### PROBLEM DESCRIPTION:
Please give back only the lines below from the one containing "[[193, 91]]" to the one containing "[[226, 148]]", each repeated word for word, both ends included.

### STORED DATA:
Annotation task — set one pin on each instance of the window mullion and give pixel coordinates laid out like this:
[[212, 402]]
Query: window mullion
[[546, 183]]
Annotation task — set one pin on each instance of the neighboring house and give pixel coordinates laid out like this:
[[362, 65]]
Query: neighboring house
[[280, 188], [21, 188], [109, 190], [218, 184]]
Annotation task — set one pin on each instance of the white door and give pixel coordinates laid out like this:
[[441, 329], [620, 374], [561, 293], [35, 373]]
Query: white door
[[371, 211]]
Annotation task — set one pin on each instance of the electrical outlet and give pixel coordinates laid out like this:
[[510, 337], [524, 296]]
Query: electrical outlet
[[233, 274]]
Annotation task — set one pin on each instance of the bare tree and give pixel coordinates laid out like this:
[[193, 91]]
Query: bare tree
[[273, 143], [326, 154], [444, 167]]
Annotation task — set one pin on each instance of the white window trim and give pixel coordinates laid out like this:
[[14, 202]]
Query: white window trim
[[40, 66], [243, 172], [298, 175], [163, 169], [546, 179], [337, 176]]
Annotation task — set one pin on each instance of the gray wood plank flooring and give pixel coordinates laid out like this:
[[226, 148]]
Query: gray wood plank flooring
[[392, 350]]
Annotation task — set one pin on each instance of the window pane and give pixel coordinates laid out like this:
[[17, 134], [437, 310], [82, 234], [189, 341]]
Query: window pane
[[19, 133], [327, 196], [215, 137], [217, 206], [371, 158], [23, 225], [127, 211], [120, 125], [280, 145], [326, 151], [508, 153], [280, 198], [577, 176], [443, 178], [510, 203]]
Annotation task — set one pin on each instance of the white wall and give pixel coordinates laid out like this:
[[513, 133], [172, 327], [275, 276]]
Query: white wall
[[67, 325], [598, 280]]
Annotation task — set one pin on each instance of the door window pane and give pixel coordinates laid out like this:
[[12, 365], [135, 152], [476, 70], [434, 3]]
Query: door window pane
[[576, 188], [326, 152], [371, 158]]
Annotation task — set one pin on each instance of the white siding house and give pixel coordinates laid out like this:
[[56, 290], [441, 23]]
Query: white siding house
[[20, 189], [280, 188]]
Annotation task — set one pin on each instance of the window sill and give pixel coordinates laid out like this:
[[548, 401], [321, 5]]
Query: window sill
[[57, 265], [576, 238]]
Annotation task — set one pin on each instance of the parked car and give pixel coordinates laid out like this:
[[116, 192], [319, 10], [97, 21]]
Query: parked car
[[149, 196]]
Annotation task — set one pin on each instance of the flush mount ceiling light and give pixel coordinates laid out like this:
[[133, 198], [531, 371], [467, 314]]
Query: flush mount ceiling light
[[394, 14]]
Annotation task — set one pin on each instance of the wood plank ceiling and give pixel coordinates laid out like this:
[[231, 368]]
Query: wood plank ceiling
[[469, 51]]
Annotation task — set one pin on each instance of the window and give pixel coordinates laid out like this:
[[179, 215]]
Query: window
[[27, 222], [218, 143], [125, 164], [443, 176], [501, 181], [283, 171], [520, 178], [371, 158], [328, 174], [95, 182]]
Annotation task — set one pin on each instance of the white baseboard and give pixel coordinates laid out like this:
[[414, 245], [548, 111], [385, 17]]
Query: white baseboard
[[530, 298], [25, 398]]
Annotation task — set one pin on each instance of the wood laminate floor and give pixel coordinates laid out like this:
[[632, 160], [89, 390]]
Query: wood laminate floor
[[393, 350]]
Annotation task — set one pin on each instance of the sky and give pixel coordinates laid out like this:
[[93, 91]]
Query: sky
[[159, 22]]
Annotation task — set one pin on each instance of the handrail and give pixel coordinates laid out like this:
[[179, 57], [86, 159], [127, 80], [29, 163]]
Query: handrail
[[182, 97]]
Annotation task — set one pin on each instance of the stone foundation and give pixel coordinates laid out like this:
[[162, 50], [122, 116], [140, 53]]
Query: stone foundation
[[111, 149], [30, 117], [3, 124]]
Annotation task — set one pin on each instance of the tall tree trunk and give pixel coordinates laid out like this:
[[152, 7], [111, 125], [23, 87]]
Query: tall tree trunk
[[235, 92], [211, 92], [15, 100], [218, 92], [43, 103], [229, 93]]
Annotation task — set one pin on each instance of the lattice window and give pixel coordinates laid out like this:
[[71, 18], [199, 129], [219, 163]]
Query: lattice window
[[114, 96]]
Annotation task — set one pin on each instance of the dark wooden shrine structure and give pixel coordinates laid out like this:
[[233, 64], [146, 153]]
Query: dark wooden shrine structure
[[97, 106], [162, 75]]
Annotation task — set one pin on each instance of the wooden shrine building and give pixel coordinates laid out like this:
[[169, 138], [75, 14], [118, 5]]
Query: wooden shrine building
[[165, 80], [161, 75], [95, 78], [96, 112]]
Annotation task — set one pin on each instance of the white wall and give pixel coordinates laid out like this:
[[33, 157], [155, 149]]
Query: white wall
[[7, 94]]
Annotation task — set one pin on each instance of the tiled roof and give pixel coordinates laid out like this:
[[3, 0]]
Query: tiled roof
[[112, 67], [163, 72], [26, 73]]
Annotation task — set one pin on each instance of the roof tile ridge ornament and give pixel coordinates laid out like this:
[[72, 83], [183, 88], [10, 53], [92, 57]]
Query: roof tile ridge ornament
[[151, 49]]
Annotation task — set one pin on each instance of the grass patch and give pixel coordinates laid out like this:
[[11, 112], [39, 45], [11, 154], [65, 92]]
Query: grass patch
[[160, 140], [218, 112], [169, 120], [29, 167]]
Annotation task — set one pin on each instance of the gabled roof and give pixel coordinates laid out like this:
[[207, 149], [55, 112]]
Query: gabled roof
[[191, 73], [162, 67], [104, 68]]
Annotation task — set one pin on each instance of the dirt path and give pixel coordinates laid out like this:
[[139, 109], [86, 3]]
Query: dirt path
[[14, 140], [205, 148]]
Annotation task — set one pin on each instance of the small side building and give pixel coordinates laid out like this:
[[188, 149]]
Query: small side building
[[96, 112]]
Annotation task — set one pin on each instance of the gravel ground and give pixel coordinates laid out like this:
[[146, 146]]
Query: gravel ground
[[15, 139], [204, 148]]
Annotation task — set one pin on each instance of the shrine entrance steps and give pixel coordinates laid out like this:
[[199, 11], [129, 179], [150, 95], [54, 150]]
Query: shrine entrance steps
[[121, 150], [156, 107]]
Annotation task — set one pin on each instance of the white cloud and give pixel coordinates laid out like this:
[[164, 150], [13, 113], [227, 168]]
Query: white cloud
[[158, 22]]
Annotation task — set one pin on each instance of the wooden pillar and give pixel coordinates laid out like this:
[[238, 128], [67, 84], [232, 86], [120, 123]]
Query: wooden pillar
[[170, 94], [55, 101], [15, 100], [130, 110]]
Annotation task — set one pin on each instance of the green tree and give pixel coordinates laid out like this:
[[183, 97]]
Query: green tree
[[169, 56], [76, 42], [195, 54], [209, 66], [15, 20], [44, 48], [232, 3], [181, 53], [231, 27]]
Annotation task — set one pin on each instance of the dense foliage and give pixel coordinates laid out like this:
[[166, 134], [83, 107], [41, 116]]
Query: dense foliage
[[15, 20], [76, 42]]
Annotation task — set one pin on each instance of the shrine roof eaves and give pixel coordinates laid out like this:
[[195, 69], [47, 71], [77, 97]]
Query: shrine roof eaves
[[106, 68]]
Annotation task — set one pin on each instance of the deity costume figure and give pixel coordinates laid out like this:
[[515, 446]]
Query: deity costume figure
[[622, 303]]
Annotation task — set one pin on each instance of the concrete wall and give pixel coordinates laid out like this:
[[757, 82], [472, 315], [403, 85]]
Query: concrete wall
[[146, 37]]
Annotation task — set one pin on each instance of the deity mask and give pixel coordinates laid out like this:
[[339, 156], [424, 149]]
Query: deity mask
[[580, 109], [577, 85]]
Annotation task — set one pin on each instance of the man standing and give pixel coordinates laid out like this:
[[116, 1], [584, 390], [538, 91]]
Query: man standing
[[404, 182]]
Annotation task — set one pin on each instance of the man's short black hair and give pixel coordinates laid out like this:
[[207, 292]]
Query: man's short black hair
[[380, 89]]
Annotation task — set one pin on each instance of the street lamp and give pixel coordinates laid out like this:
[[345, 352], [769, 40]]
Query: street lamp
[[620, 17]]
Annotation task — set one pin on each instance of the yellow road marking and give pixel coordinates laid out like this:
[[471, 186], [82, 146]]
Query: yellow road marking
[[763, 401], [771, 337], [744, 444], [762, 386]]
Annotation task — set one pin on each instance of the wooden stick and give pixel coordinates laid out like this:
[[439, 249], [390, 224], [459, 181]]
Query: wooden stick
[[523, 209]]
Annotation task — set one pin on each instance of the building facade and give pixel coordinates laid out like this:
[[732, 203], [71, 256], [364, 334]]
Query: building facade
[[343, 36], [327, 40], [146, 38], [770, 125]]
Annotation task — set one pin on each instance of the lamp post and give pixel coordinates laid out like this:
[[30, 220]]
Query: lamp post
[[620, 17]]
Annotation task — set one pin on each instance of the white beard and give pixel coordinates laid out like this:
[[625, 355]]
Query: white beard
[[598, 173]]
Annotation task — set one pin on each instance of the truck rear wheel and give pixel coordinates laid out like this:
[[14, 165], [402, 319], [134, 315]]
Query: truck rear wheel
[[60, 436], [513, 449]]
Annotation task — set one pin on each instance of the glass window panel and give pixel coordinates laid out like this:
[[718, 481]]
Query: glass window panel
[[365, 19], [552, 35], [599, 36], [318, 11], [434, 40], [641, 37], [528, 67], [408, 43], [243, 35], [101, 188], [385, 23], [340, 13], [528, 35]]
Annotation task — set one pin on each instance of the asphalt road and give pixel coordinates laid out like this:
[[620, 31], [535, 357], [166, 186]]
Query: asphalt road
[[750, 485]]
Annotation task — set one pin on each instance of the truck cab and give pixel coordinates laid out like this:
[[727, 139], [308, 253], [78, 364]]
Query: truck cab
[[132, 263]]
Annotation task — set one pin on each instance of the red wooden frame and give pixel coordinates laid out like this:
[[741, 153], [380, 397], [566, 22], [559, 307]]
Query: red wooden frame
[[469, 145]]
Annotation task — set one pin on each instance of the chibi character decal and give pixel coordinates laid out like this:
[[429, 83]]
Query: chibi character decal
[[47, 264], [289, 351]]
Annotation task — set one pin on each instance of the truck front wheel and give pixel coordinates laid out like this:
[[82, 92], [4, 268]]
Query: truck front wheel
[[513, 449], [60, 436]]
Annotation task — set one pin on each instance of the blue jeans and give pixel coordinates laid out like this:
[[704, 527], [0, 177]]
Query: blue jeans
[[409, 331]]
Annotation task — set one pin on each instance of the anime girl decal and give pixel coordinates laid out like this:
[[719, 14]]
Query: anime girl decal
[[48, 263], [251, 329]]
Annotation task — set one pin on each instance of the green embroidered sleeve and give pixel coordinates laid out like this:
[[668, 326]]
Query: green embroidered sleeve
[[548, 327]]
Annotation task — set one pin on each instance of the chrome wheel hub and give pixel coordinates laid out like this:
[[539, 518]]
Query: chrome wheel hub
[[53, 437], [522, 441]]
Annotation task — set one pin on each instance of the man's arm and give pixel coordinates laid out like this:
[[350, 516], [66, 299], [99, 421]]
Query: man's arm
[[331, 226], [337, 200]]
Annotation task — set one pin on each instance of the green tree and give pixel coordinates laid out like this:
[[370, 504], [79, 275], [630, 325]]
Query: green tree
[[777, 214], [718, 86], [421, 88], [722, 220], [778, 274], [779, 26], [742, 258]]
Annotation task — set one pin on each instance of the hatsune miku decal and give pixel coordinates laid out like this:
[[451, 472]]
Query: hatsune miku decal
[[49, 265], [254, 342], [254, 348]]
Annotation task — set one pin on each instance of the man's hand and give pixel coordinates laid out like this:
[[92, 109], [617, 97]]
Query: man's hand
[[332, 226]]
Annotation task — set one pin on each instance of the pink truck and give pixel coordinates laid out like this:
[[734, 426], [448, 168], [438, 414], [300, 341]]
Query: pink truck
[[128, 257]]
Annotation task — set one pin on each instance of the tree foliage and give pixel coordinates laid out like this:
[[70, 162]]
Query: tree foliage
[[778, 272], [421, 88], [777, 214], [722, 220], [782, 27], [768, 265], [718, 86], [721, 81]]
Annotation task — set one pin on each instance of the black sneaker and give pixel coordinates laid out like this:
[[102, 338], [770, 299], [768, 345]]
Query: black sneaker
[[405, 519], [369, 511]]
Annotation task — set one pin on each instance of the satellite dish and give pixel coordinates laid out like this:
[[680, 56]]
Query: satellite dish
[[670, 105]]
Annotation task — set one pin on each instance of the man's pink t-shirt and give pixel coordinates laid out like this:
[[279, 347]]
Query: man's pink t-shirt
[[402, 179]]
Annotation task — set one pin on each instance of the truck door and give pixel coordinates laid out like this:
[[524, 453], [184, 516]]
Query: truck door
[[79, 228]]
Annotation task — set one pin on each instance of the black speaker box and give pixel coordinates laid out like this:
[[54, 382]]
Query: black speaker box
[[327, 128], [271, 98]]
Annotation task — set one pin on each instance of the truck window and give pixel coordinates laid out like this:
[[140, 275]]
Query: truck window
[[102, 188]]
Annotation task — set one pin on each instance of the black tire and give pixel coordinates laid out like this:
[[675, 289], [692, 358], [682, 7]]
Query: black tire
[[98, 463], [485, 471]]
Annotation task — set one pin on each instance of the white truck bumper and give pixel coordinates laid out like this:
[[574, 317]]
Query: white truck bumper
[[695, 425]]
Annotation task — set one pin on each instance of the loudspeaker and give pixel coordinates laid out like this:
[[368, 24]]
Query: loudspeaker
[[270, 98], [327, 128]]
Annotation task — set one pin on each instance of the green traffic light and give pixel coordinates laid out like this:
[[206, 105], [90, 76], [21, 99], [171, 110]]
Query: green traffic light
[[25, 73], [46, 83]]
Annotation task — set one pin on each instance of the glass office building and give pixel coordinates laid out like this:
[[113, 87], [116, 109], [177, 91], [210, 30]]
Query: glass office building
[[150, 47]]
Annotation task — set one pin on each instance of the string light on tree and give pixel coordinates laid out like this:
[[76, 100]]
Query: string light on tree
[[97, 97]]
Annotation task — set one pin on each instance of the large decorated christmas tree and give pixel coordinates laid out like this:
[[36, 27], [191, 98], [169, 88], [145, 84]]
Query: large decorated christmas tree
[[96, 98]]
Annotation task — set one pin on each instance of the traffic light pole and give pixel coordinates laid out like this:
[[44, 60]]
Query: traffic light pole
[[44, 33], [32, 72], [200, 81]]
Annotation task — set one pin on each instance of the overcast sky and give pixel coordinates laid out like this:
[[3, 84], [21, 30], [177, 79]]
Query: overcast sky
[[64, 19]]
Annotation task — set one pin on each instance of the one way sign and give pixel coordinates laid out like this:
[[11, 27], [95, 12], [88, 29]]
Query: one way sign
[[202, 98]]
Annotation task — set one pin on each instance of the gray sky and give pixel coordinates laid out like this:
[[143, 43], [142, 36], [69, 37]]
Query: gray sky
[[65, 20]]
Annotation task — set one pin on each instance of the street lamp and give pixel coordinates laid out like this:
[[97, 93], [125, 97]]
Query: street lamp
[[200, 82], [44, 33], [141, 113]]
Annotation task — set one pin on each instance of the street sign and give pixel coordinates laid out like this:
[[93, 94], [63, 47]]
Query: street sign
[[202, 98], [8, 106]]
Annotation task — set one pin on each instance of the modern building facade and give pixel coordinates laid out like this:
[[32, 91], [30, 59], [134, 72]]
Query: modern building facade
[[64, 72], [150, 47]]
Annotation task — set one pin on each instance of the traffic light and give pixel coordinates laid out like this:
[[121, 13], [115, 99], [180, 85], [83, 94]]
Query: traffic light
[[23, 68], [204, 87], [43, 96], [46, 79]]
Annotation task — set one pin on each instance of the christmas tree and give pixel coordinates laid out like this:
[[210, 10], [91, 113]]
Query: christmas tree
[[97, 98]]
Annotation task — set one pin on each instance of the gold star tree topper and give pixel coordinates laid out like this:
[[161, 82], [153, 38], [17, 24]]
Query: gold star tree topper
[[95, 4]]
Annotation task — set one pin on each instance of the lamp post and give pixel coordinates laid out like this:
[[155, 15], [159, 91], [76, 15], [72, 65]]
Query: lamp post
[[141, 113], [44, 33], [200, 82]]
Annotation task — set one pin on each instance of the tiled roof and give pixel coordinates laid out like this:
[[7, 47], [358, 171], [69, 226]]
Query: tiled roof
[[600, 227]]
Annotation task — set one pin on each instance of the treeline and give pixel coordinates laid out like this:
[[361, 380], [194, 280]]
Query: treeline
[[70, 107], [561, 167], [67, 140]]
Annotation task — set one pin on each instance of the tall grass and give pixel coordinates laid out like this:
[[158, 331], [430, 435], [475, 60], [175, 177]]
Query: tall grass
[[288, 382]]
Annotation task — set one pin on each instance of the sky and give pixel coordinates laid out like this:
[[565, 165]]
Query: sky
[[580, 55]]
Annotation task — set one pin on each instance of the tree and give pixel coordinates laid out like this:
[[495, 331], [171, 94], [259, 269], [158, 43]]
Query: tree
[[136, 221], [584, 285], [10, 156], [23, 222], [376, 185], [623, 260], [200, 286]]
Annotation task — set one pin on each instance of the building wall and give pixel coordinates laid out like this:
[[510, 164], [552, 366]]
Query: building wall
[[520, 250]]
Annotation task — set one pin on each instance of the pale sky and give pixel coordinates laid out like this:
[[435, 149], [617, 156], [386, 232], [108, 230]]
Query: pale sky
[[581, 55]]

### RESULT:
[[193, 91]]
Query: bare tree
[[273, 143], [326, 154], [444, 167]]
Annotation task — set one pin on each instance of the white window trim and give pixel coordinates laid out like this:
[[14, 202]]
Query: white window trim
[[40, 66], [243, 172], [298, 175], [163, 169], [546, 179], [337, 176]]
Annotation task — set one pin on each instance of the gray wood plank flooring and give pixel coordinates laid out like this:
[[226, 148]]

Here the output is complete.